***** Records shown

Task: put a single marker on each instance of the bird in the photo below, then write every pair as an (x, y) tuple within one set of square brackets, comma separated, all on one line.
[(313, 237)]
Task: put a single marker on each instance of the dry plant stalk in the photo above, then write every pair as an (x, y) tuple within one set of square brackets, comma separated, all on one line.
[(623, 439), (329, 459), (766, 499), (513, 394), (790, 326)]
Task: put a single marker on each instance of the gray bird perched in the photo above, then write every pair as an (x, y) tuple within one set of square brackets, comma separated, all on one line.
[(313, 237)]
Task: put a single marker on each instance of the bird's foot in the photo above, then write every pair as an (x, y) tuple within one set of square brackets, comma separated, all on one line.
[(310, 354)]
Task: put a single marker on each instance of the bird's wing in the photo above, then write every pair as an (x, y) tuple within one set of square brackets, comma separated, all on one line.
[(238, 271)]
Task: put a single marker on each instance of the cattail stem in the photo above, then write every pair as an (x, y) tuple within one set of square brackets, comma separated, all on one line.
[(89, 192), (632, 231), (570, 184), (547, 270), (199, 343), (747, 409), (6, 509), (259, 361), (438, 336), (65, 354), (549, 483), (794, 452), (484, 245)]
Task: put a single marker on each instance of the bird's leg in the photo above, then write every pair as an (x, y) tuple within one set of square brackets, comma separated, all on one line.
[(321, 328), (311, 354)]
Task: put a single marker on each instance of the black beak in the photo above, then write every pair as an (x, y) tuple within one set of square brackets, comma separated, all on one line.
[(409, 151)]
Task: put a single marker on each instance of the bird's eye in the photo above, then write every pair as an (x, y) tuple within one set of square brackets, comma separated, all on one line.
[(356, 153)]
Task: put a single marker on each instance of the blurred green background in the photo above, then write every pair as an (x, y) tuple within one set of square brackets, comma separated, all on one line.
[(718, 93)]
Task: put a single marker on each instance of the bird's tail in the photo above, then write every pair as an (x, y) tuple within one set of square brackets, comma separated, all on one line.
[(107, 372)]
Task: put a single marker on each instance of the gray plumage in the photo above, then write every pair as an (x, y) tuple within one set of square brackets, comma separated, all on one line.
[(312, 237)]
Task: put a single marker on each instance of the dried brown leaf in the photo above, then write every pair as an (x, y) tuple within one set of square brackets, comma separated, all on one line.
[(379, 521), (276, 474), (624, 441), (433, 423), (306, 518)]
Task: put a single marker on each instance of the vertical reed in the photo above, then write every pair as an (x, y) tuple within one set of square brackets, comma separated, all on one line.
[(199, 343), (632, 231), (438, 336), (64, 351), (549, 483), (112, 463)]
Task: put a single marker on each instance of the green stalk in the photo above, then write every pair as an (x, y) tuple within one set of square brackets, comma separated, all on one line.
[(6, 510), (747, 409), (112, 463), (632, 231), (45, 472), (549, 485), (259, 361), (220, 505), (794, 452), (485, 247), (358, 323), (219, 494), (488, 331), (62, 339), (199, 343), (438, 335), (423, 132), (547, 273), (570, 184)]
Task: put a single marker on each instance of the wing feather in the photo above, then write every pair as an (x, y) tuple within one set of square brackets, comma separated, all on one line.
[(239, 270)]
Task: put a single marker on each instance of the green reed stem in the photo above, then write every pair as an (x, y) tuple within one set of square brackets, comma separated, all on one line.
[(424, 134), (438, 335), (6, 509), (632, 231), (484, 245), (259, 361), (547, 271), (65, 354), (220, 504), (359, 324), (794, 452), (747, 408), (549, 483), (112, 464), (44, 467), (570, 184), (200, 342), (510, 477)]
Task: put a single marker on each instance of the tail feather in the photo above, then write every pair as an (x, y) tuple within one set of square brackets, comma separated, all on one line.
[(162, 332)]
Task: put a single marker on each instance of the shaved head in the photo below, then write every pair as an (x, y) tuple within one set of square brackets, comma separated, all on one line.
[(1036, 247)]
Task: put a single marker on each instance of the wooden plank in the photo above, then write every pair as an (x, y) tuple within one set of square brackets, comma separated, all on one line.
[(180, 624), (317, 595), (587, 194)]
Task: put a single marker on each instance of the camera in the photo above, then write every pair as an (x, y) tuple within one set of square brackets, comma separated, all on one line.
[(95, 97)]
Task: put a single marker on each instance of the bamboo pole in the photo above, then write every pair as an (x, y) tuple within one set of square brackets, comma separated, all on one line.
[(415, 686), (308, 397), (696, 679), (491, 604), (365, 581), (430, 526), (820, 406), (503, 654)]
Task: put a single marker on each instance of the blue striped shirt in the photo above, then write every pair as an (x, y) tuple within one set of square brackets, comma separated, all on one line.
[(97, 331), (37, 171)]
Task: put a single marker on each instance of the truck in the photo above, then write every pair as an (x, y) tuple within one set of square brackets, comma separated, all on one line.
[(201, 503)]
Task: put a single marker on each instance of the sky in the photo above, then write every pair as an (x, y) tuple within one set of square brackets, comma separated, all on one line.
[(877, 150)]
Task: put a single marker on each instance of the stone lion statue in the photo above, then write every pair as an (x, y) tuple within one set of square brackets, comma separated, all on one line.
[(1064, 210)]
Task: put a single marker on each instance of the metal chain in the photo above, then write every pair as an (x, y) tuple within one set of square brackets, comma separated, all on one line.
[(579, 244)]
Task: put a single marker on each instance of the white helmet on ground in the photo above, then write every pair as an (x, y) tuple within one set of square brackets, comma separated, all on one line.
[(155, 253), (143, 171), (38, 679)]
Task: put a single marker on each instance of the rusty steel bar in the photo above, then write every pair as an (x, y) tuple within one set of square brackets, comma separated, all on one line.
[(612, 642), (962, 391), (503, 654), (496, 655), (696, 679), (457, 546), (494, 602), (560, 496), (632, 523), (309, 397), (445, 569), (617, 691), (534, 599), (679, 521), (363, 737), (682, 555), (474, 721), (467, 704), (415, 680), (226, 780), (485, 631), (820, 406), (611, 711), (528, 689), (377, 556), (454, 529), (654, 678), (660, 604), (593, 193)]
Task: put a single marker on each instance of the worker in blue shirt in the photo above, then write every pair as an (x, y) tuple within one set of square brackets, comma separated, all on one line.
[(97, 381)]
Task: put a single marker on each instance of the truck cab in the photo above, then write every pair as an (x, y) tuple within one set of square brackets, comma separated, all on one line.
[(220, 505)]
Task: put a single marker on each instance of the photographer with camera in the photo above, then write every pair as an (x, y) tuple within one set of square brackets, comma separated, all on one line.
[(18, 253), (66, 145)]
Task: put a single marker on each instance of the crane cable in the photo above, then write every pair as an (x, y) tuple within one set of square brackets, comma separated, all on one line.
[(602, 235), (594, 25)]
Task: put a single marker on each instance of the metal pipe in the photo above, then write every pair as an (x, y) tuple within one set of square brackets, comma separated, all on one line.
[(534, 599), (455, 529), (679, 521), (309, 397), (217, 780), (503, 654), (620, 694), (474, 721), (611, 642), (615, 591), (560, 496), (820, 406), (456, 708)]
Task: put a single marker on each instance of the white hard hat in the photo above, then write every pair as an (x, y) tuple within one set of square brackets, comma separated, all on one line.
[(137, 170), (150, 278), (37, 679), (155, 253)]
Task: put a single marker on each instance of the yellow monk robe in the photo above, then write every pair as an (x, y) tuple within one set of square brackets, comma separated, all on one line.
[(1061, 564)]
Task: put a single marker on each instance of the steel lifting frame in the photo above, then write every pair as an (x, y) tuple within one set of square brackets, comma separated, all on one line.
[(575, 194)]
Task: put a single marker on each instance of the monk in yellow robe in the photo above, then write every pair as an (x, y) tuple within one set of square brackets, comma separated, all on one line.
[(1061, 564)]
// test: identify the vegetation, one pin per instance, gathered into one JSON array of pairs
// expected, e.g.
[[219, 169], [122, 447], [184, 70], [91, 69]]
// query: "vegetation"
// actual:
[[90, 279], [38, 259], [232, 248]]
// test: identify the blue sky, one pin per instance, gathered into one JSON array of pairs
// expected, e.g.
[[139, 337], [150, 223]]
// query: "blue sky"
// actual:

**********

— Work order —
Every line of the entries above that includes "identify" should be copied.

— Response below —
// test: identify the vegetation, one pin per instance, gathered into one JSON array of pairs
// test: identify the blue sky, one pin per instance, gathered into one JSON array of pairs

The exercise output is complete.